• _Task instructions_
**A)** Decide whether each of these statements agrees with the passage on Kara's statement to the police, answering yes or no and quoting the words of the passage that settle it: (i) McNellis came back to the hotel room around 11 p.m. (ii) Kara and McNellis were in the same bed when he became agitated. (iii) McNellis left the hotel room with Kara's phone and car keys.
**B)** Go on with the passage on Kara's statement to the police, picking up right after its final sentence.

BEGIN Source extract

We start with the facts set out in Kara's written statement to the police. She said that she and McNellis had driven from their home in Chicago to Manhattan to visit family. She said they argued for the "majority of [the] car ride."

After the couple arrived at the Bluemont Hotel, Kara checked into the hotel and McNellis went to a bar. He returned to the hotel about an hour later, but the two kept arguing. McNellis left again and "went out drinking for the rest of the evening." He returned to the hotel room around 11 p.m.

Kara said that she and McNellis were in separate beds when "he became agitated." She then said that McNellis started to restrain her in her bed, "held his hands around [her] neck and was squeezing, [and] repeatedly put [her] in a chokehold position and was twisting [her] neck to the point of pain." Then Kara said he hit her three to four times on the left side of her face.

Kara said that at that point she "was able to get away, off [the] bed into the corner of the room[, but] he restrained [her] again around [her] neck and struck [her] 2-3 more times and spit in [her] face." Kara described "screaming throughout this ordeal." Finally, McNellis left the hotel room with Kara's phone and car keys.

END Source extract
BEGIN Information given

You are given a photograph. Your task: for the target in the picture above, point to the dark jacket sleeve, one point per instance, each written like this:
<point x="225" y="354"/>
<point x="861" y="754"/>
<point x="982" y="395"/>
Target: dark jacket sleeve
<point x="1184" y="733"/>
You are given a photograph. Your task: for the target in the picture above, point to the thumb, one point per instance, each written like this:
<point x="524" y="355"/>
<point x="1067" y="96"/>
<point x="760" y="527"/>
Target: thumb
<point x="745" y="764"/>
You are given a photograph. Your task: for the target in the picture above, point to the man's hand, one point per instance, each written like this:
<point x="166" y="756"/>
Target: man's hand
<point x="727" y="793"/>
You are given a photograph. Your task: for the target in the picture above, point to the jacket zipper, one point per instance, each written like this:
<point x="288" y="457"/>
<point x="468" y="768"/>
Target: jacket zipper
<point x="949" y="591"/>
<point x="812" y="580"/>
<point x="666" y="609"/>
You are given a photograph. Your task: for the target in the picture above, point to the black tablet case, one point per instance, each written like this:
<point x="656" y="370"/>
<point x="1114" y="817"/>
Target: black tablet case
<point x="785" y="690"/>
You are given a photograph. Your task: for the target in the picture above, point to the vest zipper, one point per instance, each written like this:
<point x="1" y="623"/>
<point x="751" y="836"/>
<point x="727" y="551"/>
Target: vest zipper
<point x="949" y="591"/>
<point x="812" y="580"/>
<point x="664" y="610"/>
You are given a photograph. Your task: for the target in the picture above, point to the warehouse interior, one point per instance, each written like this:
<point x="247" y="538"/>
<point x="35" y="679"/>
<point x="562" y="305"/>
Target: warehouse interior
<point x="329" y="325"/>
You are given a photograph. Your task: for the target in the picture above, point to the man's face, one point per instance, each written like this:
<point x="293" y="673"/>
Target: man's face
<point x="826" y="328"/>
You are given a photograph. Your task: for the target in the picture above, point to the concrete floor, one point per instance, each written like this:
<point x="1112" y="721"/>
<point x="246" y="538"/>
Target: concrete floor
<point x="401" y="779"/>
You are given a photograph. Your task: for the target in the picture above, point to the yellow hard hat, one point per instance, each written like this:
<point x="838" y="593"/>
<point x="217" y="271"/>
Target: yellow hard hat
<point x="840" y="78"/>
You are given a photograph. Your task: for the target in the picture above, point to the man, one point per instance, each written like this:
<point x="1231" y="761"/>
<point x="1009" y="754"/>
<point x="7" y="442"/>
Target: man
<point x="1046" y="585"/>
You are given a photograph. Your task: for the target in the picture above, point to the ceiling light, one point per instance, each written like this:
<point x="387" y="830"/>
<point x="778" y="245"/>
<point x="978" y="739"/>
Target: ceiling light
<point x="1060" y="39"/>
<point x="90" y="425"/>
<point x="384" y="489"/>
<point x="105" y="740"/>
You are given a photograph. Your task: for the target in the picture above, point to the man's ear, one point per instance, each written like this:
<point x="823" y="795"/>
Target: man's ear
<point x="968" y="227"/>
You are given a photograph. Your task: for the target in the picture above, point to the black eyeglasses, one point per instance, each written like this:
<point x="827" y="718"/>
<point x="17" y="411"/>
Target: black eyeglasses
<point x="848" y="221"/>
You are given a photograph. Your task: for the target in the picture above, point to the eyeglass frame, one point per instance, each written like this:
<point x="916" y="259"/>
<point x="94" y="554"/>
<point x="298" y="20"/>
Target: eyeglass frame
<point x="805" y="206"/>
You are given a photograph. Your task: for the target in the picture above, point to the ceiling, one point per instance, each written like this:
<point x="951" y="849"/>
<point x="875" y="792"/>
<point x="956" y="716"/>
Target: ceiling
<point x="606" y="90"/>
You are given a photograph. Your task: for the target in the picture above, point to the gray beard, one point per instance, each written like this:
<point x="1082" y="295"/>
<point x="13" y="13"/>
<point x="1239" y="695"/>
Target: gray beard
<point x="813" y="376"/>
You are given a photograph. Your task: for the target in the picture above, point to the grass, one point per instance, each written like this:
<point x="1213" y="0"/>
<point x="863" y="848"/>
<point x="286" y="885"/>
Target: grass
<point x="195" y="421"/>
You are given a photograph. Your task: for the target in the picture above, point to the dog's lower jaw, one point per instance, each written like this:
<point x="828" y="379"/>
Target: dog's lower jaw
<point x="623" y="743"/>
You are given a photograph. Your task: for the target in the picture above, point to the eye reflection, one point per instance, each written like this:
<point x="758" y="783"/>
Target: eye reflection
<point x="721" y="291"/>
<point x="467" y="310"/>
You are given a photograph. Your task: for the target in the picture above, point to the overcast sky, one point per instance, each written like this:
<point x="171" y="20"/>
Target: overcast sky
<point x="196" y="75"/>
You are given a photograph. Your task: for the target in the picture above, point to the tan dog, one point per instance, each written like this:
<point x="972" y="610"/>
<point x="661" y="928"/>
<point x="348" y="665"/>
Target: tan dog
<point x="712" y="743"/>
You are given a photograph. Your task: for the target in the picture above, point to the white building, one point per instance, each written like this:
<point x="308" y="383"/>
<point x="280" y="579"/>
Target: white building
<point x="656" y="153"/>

END Information given

• _Per-task outputs_
**A)**
(i) Yes: "He returned to the hotel room around 11 p.m."
(ii) No: "she and McNellis were in separate beds"
(iii) Yes: "McNellis left the hotel room with Kara's phone and car keys."

**B)**
One officer who responded to the incident, Michael Wagenblast, interviewed Kara, and that interview was recorded on his body camera. He also took photos of the injuries Kara sustained, including a cut ear, bruised eyelid, and marks on her neck.

According to an email hotel employee Ashley Arth wrote to her supervisors, Kara called the front desk around 11:35 p.m. "and said that her husband had physically abused her by hitting her in the head and choking her." The email also said Kara "thought she needed to be check[ed] out because at one point in time she blacked out during the abuse." Arth said she called the police as soon as she got off the phone with Kara.

The State charged McNellis with one count of aggravated battery. Before trial, though, the State amended the charge to simple battery, a misdemeanor. The elements of battery charged here were (1) physical contact (2) done in a rude, angry, or insulting manner. See K.S.A. 2018 Supp. 21-5413(a)(2).

McNellis was first represented by attorney Colt Knutson, who later withdrew because of "complete and irreconcilable differences" and because "[c]ommunication and dialogue between [McNellis] and counsel ha[d] ceased to exist." The district court then appointed Gary West to represent McNellis. West later withdrew, also because of "[i]rreconcilable differences." The court tried to appoint a third attorney, Brenda Jordan, to represent McNellis. McNellis rejected that appointment and, "[a]fter being fully advised, [McNellis] waive[d] his right to counsel and refuse[d] stand-by counsel."

McNellis represented himself at trial. The jury heard from Wagenblast, two hotel employees (Arth and Severance Hill), and McNellis. Kara wasn't able to come to Kansas for the trial due to a high-risk pregnancy, so the State read to the jury testimony that she had given at an earlier hearing.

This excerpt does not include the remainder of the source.